Goal of the exercise.
Rewrite the following lines, replacing "marker" with "dot" and leaving everything else unchanged.

Supplied data.
********************

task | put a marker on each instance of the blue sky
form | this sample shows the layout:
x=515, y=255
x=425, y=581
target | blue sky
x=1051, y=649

********************

Exercise answer.
task | put a dot on each instance of the blue sky
form | this sample shows the layout:
x=515, y=255
x=425, y=581
target | blue sky
x=1051, y=649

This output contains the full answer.